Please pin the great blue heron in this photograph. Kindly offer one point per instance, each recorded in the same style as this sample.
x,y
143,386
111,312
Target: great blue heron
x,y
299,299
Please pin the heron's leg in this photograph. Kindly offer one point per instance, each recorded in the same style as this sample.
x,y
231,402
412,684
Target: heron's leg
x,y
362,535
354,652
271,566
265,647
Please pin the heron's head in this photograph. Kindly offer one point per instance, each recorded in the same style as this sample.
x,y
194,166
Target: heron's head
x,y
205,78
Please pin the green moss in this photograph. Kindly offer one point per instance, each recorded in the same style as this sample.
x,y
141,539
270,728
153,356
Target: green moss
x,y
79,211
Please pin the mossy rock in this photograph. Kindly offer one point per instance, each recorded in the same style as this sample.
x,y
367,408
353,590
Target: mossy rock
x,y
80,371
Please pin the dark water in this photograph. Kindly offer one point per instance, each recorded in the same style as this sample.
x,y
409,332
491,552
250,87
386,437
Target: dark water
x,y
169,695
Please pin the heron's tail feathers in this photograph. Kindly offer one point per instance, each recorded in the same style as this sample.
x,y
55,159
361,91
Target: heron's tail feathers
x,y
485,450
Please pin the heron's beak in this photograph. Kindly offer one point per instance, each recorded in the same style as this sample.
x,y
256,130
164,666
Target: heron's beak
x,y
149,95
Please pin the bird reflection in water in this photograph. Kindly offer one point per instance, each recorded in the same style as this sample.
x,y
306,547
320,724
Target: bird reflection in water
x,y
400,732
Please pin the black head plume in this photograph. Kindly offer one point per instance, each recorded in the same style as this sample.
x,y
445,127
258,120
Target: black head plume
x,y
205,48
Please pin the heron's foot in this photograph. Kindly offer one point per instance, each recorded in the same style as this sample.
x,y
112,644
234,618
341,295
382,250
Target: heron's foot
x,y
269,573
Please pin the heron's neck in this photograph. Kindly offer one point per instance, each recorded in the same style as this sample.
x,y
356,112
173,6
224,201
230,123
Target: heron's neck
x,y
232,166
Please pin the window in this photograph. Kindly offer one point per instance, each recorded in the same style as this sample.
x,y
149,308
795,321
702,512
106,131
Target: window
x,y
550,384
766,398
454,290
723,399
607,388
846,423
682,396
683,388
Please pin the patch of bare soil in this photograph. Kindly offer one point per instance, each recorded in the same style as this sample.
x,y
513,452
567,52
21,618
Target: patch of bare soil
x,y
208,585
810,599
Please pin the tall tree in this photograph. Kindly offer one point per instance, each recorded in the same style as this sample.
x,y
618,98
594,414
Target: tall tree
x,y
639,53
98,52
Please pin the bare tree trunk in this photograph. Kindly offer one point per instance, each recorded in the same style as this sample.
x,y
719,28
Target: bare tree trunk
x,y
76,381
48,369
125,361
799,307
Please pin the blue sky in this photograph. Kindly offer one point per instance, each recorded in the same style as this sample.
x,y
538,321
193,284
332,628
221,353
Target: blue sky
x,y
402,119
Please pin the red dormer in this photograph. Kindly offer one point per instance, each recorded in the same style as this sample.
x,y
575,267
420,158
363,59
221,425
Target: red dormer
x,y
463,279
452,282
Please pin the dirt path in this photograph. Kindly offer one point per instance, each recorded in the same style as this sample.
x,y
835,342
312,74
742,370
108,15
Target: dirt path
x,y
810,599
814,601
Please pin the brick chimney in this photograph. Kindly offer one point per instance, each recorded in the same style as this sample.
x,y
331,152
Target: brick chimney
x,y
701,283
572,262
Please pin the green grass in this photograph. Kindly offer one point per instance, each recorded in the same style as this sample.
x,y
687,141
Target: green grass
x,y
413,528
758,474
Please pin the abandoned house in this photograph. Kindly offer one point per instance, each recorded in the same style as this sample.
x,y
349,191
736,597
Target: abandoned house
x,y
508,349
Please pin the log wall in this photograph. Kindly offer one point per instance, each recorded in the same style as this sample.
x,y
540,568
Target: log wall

□ □ □ □

* _SET EXERCISE_: Copy out, word for word, the stretch of the items from the line containing "Please pin the log" through the end of the items.

* _ANSWER TO THIS EXERCISE_:
Please pin the log wall in this photograph. Kindly offer one point per instance, each recorded in the same style as this sample.
x,y
540,568
Target: log wall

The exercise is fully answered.